-- begin DATA SUPPLIED --
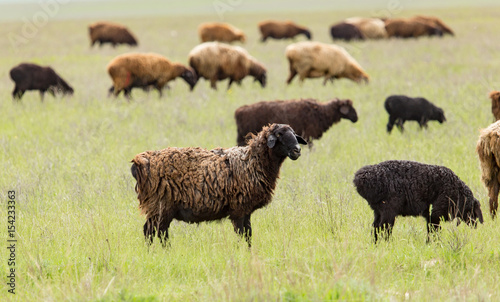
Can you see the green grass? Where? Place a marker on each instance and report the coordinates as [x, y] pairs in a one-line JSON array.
[[79, 228]]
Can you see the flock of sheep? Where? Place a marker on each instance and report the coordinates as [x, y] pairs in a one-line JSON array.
[[195, 184]]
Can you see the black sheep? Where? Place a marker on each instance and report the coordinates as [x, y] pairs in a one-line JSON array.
[[406, 188], [346, 31], [308, 117], [29, 76], [402, 108]]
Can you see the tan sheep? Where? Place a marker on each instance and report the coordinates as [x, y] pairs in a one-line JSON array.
[[221, 32], [107, 32], [216, 61], [488, 150], [281, 30], [142, 70], [315, 59], [371, 28]]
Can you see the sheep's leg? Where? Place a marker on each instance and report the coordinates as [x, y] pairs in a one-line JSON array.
[[493, 194], [242, 226]]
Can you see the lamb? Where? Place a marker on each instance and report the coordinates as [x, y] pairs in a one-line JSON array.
[[221, 32], [282, 30], [113, 33], [488, 150], [195, 184], [309, 118], [406, 188], [217, 61], [346, 31], [315, 59], [142, 70], [495, 104], [402, 108], [28, 76], [436, 22], [371, 28], [407, 28]]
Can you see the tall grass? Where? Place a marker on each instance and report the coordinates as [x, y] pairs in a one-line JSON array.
[[79, 229]]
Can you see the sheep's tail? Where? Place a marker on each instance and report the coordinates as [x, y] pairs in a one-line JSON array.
[[489, 153]]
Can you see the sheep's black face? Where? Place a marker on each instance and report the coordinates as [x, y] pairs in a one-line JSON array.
[[190, 77], [285, 142]]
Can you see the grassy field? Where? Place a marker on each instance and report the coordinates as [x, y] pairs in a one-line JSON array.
[[78, 227]]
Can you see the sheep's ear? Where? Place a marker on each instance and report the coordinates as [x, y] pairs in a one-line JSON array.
[[300, 140], [344, 109], [271, 140]]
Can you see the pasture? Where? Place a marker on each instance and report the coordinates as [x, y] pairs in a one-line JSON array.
[[78, 226]]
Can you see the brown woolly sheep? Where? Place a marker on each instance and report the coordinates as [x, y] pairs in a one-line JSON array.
[[407, 28], [113, 33], [371, 28], [142, 70], [488, 150], [495, 104], [282, 30], [28, 76], [195, 184], [436, 22], [315, 59], [217, 61], [221, 32], [309, 118]]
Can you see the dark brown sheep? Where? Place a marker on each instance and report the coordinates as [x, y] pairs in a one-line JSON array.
[[195, 184], [282, 30], [495, 104], [113, 33], [346, 31], [309, 118], [407, 28], [436, 22], [28, 76]]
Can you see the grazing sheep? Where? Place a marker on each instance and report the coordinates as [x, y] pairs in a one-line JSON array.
[[28, 76], [282, 30], [309, 118], [488, 150], [142, 70], [402, 108], [371, 28], [406, 188], [107, 32], [346, 31], [407, 28], [221, 32], [217, 61], [436, 22], [315, 59], [195, 184], [495, 104]]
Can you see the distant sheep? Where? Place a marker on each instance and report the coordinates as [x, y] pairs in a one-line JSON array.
[[195, 184], [405, 188], [346, 31], [142, 70], [217, 61], [28, 76], [407, 28], [315, 59], [488, 150], [221, 32], [282, 30], [436, 22], [371, 28], [402, 108], [495, 104], [113, 33], [309, 118]]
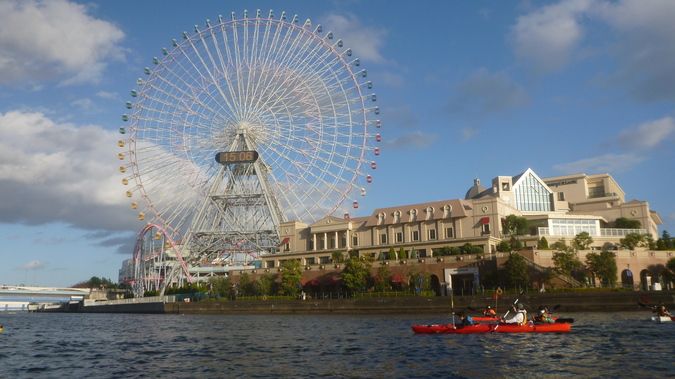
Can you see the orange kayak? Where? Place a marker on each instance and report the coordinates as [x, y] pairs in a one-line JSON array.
[[491, 328]]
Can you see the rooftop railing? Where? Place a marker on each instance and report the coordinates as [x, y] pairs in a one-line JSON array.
[[604, 232]]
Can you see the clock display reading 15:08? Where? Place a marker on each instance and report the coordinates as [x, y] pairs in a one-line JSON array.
[[230, 157]]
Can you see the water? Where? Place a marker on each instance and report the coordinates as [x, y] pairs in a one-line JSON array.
[[40, 345]]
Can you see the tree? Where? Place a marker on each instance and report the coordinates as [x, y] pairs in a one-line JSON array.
[[516, 271], [337, 257], [626, 223], [420, 281], [383, 279], [247, 285], [515, 225], [290, 277], [582, 241], [392, 254], [603, 266], [504, 246], [355, 275], [220, 286], [669, 271], [633, 240], [265, 285], [566, 262], [665, 242], [561, 246]]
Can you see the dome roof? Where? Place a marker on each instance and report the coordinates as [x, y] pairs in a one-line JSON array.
[[475, 190]]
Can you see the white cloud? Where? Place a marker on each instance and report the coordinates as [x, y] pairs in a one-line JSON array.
[[365, 41], [644, 46], [84, 104], [33, 265], [647, 135], [108, 95], [609, 163], [389, 79], [546, 37], [51, 172], [414, 140], [485, 92], [55, 39]]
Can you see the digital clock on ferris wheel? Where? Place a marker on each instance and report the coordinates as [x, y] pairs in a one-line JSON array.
[[233, 157]]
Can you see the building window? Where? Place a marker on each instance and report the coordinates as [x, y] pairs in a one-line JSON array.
[[485, 228], [531, 195]]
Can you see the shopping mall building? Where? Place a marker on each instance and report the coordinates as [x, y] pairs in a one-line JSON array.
[[557, 208]]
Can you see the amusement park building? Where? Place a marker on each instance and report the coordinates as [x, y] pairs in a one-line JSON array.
[[557, 208]]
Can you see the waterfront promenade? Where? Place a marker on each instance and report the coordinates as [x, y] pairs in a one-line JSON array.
[[590, 301]]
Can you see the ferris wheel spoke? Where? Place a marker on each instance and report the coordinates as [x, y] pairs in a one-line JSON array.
[[252, 83]]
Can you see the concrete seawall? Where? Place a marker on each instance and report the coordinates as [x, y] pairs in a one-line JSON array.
[[569, 302]]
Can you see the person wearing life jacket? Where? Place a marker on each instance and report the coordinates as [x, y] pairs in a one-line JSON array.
[[489, 312], [519, 317], [465, 319], [661, 311], [543, 315]]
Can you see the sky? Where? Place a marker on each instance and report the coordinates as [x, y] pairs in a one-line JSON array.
[[471, 89]]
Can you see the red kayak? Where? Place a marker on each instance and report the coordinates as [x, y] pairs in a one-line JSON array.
[[495, 328], [485, 318]]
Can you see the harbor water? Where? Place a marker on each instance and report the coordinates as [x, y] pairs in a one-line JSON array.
[[44, 345]]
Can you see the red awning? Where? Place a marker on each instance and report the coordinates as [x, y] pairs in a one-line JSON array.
[[311, 282]]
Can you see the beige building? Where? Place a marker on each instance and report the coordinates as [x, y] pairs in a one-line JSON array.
[[556, 208]]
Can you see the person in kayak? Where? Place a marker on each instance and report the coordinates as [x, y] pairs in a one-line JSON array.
[[661, 311], [520, 316], [543, 315], [489, 312], [465, 319]]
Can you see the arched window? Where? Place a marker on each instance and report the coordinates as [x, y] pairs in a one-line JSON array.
[[397, 217], [447, 210]]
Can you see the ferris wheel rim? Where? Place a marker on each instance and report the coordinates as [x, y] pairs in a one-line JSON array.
[[347, 186]]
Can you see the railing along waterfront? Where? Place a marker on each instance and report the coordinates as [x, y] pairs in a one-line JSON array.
[[604, 232], [139, 300]]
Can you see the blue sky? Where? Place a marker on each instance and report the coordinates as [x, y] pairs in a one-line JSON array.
[[467, 89]]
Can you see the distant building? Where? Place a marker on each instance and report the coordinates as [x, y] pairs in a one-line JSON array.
[[126, 273], [556, 208]]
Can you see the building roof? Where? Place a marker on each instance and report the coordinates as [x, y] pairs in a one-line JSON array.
[[475, 191], [458, 208]]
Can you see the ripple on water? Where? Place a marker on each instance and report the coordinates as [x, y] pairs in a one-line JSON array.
[[308, 346]]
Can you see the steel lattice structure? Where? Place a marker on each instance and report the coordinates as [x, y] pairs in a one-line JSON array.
[[269, 87]]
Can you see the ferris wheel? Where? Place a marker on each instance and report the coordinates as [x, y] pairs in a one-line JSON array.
[[245, 123]]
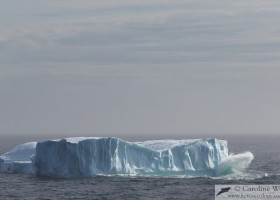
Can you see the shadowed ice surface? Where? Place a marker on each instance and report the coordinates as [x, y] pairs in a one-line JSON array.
[[264, 169]]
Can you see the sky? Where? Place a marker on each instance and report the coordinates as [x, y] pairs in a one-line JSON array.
[[157, 67]]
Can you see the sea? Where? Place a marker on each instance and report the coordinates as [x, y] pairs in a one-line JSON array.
[[263, 170]]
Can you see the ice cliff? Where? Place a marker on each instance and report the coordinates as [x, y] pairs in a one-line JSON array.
[[87, 157]]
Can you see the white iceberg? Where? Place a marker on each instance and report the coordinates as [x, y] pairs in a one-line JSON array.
[[91, 156]]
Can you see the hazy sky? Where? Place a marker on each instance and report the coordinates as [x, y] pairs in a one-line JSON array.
[[115, 67]]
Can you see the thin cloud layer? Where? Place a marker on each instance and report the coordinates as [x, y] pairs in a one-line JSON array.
[[139, 66]]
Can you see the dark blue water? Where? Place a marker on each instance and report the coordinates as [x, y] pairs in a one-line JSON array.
[[263, 170]]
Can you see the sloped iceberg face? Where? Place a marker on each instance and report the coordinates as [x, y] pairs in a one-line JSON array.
[[19, 159], [87, 157]]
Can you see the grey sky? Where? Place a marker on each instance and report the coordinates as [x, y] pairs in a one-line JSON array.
[[153, 67]]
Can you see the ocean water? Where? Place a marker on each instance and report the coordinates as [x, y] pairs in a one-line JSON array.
[[263, 170]]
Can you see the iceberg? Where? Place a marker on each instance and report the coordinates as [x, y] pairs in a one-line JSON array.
[[91, 156]]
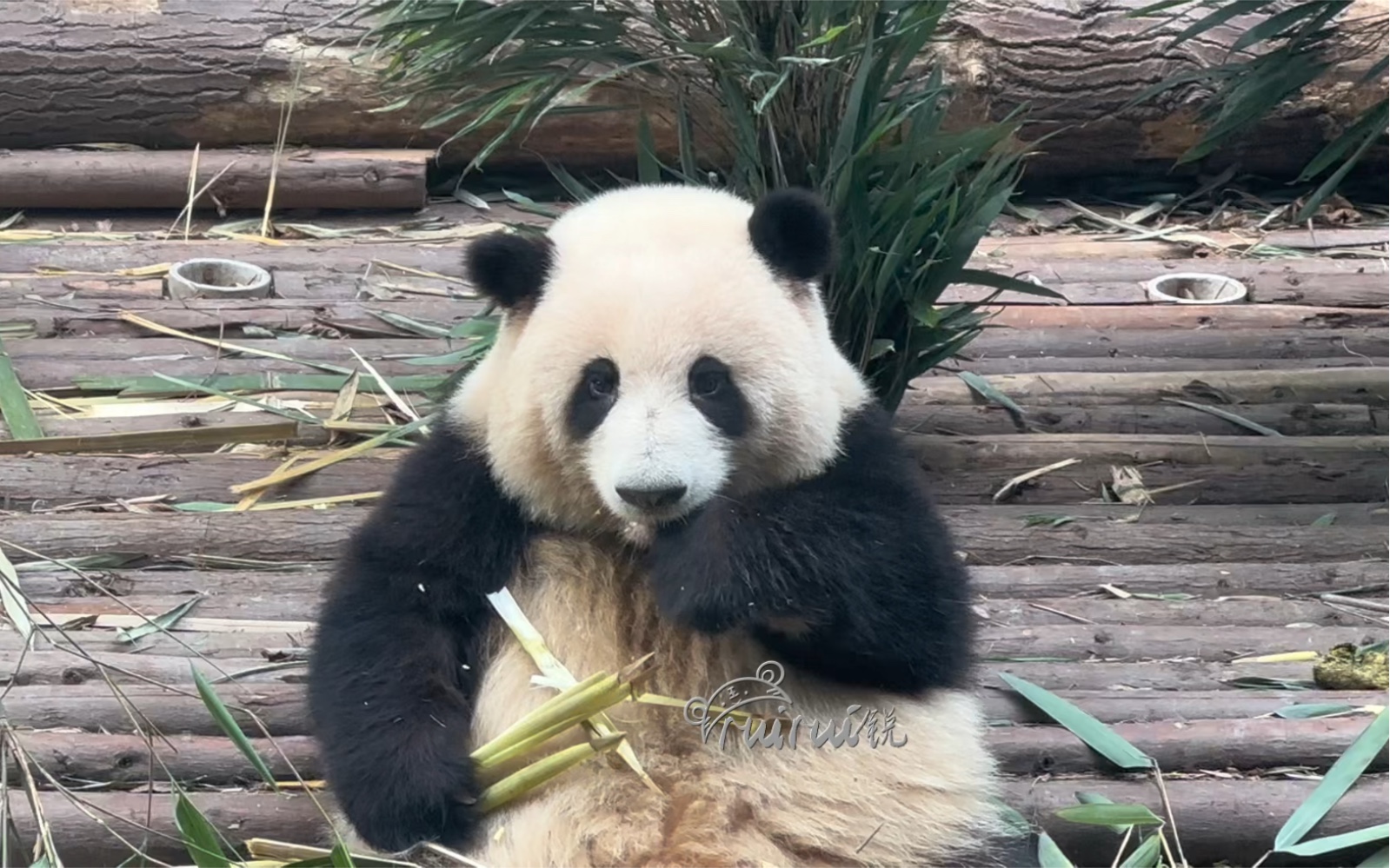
-- end DATA SUPPLIED --
### [THE TASK]
Rescale everything from the line containing "Can you see the red kayak?" down to the line containing "[[44, 345]]", both ends included. Give those lines again, requests and all, with each coordinate in the answers multiplied by 2 and rounded to a whole number, halves going up.

### [FINAL RESULT]
Can you see the red kayak? Where? Place a marker on each instance and report the coordinates as [x, y] pairs in a one-line JSON array.
[[990, 656], [970, 636]]
Can you see the harbor water? Where? Place a marker on each instance and report the coordinates as [x, y] pairs in a one-line JSON array.
[[88, 690]]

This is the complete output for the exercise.